EXERCISES:
(1) In the article on banks and Web 2.0, rewrite the paragraph beginning "What's driving an analytics-based approach" more briefly, keeping its main facts.
(2) Swap "consolidated" for "combined" in the article on banks and Web 2.0, and give the text again starting at "And yet, the" and ending at "daily cash positions.".

Web 2.0 will give corporate treasury and cash management services capabilities that stretch beyond the transaction.
 
By Lauren Bielski, senior editor

 

Banks that lead use Web 2.0 to optimize the financial supply chain 

 

In cash management services, banks invested heavily in the web to better serve corporate and middle market customers. Although they spent a lot of money in the period between 2002 and 2005, notes Maggie Scarborough, research manager of corporate banking at Financial Insights, Framingham, Mass., most didn’t receive commensurate revenues.

And yet, the transitional upgrades kept them current in the middle years of this decade and set them up to take their cash management and treasury services beyond the transaction.

In general terms, new services involve using web, business process management and other technologies to pull together data and analytic functions traditionally segregated between treasury and payment systems to provide corporate customers with consolidated, easily consumed information about working capital and daily cash positions.

Put a bit differently, banks will be valued and build better relationships, based on their ability to help their clients improve business process or by offering other value-added services that simplify forecasting, purchasing, sales, and trading.

What’s driving an analytics-based approach is the commoditized transaction. While it used to be enough for banks to offer a transaction engine—supporting ACH transactions such as pre-authorized debits or direct deposits—that business line has thin margins and doesn’t have the same loyalty potential.

“The early transition to the web held the promise of simplifying distribution of services, cutting costs, and reaching out to a broader base of customers—although it was more the myth of the web than the reality,” says Scarborough. “In many ways, the delivery of simple information reporting and basic transactions through the web alone is a commodity that has occurred in just ten short years.”

Using Web 2.0, however, can bring a graphics edge that transforms basic financial reporting into actionable, useful—and sticky—capability.

Providing information about payments—especially forecasting and risk data on projected scenarios—is something corporate customers want, whether they generate $30 million in revenues or $3 billion.

In a recent survey as part of the Financial Insights’ 2007 North American Commercial Payments Study, Scarborough notes that suppliers, for example, faced cases where 43% of receivables were outstanding for longer than 40 days. An inability to easily get a read on their cash position was making it tougher to offer discount incentives, run supplier-financing programs, and overall, tended to translate into a higher cost of capital. Buyers likewise, were hampered by a lack of “cash visibility” that affected their opportunity cost of capital.

DATA EXTRACT:
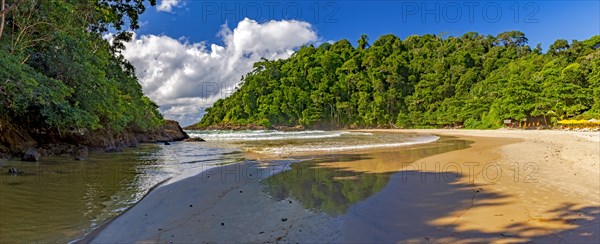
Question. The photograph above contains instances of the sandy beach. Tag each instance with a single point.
(501, 186)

FINAL RESULTS:
(1) The commoditized transaction is pushing banks toward analytics. A transaction engine for ACH items such as pre-authorized debits and direct deposits used to be enough. But that business line has thin margins and less loyalty potential.

(2)
And yet, the transitional upgrades kept them current in the middle years of this decade and set them up to take their cash management and treasury services beyond the transaction.

In general terms, new services involve using web, business process management and other technologies to pull together data and analytic functions traditionally segregated between treasury and payment systems to provide corporate customers with combined, easily consumed information about working capital and daily cash positions.